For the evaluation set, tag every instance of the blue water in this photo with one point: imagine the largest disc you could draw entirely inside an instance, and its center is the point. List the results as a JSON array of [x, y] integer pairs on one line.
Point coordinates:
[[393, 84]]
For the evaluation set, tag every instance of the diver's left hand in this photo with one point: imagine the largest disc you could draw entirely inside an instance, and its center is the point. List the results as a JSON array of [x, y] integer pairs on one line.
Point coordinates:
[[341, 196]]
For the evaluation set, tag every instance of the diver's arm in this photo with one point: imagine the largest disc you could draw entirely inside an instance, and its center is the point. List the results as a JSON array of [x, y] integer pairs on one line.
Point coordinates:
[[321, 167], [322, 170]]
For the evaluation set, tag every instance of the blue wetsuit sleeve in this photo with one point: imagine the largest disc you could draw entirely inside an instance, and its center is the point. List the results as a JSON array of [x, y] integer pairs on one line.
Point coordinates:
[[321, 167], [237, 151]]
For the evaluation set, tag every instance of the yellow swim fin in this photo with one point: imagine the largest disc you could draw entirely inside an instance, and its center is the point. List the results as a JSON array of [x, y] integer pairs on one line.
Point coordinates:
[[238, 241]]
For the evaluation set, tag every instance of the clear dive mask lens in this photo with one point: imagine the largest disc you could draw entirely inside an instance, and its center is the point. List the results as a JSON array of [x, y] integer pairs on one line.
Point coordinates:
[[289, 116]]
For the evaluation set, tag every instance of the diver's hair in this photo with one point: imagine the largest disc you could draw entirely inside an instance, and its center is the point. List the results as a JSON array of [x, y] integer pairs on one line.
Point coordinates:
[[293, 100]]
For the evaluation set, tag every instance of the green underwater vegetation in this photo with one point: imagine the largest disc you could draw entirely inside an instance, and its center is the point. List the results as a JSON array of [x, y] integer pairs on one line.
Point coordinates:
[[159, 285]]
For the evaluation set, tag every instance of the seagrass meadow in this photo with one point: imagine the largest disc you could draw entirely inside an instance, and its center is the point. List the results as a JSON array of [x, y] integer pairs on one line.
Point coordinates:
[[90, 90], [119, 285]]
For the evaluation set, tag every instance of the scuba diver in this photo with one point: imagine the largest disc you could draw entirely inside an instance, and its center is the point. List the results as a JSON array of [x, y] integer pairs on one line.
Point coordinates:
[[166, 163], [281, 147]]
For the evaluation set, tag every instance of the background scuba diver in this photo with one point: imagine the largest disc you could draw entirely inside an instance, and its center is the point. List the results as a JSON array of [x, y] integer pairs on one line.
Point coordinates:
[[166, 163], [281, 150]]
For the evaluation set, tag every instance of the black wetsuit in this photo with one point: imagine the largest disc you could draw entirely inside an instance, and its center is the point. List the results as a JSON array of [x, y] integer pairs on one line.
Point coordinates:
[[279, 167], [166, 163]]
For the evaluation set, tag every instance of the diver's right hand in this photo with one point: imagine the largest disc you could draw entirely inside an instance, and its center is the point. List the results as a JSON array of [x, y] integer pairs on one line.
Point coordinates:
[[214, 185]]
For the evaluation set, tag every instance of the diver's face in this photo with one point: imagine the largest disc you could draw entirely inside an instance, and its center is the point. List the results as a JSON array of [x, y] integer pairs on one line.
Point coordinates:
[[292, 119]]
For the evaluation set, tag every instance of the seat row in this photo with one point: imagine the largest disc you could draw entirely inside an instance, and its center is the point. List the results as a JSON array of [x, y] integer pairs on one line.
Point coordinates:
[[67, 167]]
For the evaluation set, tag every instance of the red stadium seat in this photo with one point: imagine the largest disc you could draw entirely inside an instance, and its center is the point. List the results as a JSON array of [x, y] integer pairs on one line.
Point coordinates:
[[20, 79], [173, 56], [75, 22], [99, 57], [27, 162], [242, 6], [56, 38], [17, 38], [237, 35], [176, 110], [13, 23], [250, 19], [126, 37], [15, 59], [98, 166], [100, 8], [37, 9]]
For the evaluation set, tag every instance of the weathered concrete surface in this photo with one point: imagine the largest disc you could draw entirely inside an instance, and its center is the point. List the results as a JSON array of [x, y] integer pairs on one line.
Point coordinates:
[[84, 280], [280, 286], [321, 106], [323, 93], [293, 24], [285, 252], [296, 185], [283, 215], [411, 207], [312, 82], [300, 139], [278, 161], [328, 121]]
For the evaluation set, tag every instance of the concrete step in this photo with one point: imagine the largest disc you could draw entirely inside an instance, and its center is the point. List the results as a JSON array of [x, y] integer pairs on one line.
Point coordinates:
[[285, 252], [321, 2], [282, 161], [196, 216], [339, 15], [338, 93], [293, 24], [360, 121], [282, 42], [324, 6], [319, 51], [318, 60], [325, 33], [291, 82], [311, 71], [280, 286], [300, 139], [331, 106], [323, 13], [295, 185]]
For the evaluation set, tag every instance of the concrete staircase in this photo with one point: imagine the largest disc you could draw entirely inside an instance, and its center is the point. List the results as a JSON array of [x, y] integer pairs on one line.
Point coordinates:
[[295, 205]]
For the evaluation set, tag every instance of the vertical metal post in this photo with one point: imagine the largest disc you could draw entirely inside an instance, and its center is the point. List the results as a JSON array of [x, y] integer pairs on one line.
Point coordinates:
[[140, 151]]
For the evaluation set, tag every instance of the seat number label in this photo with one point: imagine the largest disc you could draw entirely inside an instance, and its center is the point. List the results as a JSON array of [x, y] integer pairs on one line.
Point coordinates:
********************
*Short task*.
Pull out, word for word, the entries starting at the line that contains "For the evaluation set, tag every instance of the background" and ending at the line that contains "[100, 8], [37, 9]]", with both of those lines included.

*Result of the task*.
For the evaluation set, tag every instance of the background scuba diver in this photo with one point: imagine the largest disc you could draw entirely inside an instance, and its center is the point. List the results as a JSON array of [x, y] integer pairs on one line.
Point coordinates:
[[166, 163], [281, 150]]
For the evaluation set, tag every instance of the black wetsuit in this photo with one point: imagine the largest disc you could draw entirely inside an instance, and its center is the point. List the results as a JSON array of [x, y] integer pairs on one line.
Point coordinates:
[[279, 167], [166, 163]]
For the evaluation set, tag every instance of the diver's right hand in this photo with one point: imagine the largest disc you could draw entirely inside an instance, and its center is the point. List the results as a JSON array of [x, y] integer pairs on one line.
Point coordinates:
[[214, 185]]
For the evaluation set, tag every instance of the diver's face in this photo with one point: imagine the largest disc you could draw entirely inside an instance, and its center is the point. List the results as a JSON array of [x, y] integer pairs on one line.
Point coordinates:
[[292, 119]]
For the evaluation set, tag every instance of the seat row in this photo with one point: imagine the largest disc you could draw entirely inside an instance, and its center is the point. List the results as a JSON array of [x, y] integer pairs on one line.
Point coordinates:
[[67, 167]]
For the evaluation set, tag every instance of the red stadium seat in this photo with one point: imagine the largest disc you could draw entirely inside an instance, and its center is the point. List the results as a JSON array of [x, y] integer pairs on one line.
Point coordinates:
[[20, 79], [173, 56], [75, 22], [99, 57], [27, 162], [242, 6], [56, 38], [17, 38], [237, 35], [176, 110], [13, 23], [250, 19], [126, 37], [15, 59], [98, 166], [100, 8], [37, 9]]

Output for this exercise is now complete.